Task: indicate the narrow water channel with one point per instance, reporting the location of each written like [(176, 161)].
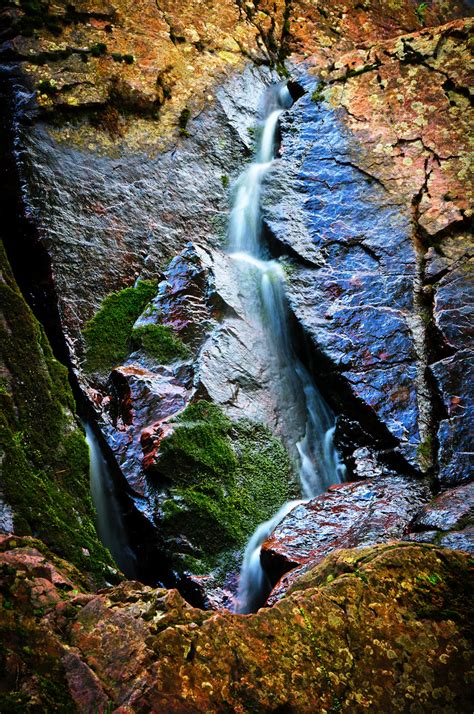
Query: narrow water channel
[(262, 282)]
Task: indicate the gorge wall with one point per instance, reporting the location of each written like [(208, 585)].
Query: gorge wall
[(125, 126)]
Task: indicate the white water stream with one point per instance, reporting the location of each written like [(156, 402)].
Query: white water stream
[(319, 462), (109, 521)]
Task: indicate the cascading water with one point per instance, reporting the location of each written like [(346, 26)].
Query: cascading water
[(263, 281), (110, 527)]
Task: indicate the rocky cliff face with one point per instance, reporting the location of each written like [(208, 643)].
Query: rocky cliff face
[(126, 125), (350, 637)]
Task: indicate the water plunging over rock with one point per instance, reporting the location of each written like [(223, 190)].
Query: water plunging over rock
[(109, 523), (263, 282)]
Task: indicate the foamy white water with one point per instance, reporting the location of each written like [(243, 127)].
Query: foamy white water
[(320, 465)]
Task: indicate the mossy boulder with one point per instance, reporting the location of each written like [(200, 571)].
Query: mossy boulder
[(45, 475), (218, 479)]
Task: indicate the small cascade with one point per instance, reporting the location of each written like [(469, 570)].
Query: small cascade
[(263, 281), (109, 522)]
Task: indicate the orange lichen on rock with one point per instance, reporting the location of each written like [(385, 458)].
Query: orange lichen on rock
[(378, 628)]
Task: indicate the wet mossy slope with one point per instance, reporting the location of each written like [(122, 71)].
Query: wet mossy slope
[(45, 458)]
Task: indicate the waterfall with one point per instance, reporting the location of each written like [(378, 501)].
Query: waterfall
[(264, 282), (109, 521)]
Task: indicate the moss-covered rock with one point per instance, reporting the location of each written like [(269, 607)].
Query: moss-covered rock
[(383, 629), (222, 479), (108, 333), (45, 459)]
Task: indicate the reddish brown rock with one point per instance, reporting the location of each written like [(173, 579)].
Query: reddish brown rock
[(348, 515), (453, 509), (350, 637)]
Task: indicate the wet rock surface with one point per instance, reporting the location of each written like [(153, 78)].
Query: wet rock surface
[(349, 636), (348, 515), (43, 453), (127, 142)]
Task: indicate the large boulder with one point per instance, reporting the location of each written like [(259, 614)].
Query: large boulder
[(349, 637), (44, 487), (346, 516)]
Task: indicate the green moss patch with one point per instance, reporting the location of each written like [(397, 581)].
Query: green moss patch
[(45, 476), (108, 333), (160, 342), (226, 478)]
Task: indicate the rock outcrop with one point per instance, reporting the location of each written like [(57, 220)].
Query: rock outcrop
[(371, 195), (128, 124), (43, 453), (350, 637)]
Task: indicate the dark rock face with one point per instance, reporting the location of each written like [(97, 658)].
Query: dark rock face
[(45, 468), (129, 139), (448, 520), (350, 637), (348, 515)]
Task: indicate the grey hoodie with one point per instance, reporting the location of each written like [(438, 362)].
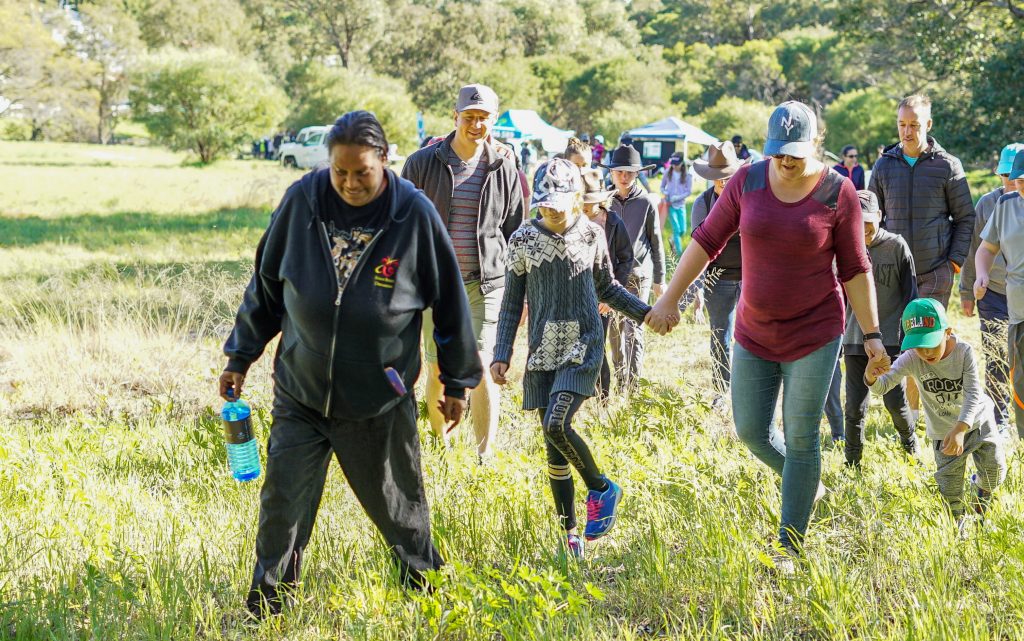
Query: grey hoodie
****************************************
Please render every item above as one numbered list, dropping blank lines and leaving out the pictures.

1. Task: indicate the narrow water channel with one point per instance, reporting the location of each written like [(176, 161)].
2. Query: narrow water channel
3. [(262, 282)]
4. Task: indicate the gorge wall with one point per instance, reporting the location of each written like [(208, 585)].
5. Query: gorge wall
6. [(125, 126)]
7. Task: indicate the white water stream with one point per instance, reporting the location of each written like [(156, 402)].
8. Query: white water stream
9. [(319, 462), (109, 521)]
10. Task: indicate the cascading water with one point per instance, reporting the location of each written like [(346, 26)].
11. Query: cascading water
12. [(263, 281), (110, 527)]
13. Task: indicate the rocky cliff face with one point per instance, reporting the location of each written like [(208, 643)].
14. Query: rocky cliff face
15. [(126, 125), (350, 637)]
16. Task: indicate the water plunging over rock with one point per instance, reporting the location of each written like [(223, 190)].
17. Query: water plunging over rock
18. [(109, 523), (263, 282)]
19. Task: indicate the foamy white water with one point per instance, reporting the location of each written like [(243, 127)].
20. Query: foamy white water
21. [(320, 465)]
22. Task: indicate the mossy boulder with one point per instance, reporting the location of each written like [(200, 571)].
23. Query: mossy boulder
24. [(45, 475), (218, 479)]
25. Task: indicate the small cascade with one point per instance, reporting the location of each written like [(469, 570)].
26. Query: small cascade
27. [(263, 281), (109, 522)]
28. Task: indicate the orange lichen on rock with one point per instance, reporting the location of each written like [(385, 458)].
29. Query: orange lichen on rock
30. [(378, 628)]
31. Task: indicate the wet mossy slope with one point per instance, reporting the location of each written like [(122, 71)].
32. Query: wet mossy slope
33. [(45, 458)]
34. Task: indicate the waterfall with one point per instance, reporting the location of each written like [(378, 501)].
35. Query: waterfall
36. [(264, 282), (109, 521)]
37. Task: indicate the moss-covered rock with one point per instance, reporting the location of each written like [(269, 607)].
38. Query: moss-covered rock
39. [(383, 629), (222, 479), (108, 333), (45, 459)]
40. Task: indicate the reddish brown rock with one point per instance, reporting the location of each written like [(173, 579)].
41. Query: reddish brown rock
42. [(348, 515), (453, 509), (350, 637)]
43. Task: indicate the wet rock surface with one point per instance, reporting the location of each written like [(153, 78)].
44. Query: wet rock surface
45. [(349, 636), (348, 515), (43, 453), (127, 142)]
46. Task: indicate the large boulder with one point per instance, reporting the location of each written like [(259, 614)].
47. Query: large boulder
48. [(349, 637), (44, 487), (346, 516)]
49. Task: indicate the green moss patch with one point per instance, reporting the location of each written like [(397, 581)].
50. Query: green moss patch
51. [(45, 476), (108, 333), (160, 342), (226, 478)]
52. Task: indicate the rock outcrop with one point per instance, reporting the location of each written like [(57, 220)].
53. Query: rock outcrop
54. [(371, 195), (128, 124), (43, 453), (350, 637)]
55. Task: indicate the dark rock face with one point per instance, reporting the location of each written like [(97, 658)].
56. Query: dark rock face
57. [(45, 468), (129, 139), (448, 520), (350, 637), (348, 515)]
58. Task: indicate the grey hoodie with one point per instance, reporting the location of each written like [(438, 362)].
59. Query: grey hoodie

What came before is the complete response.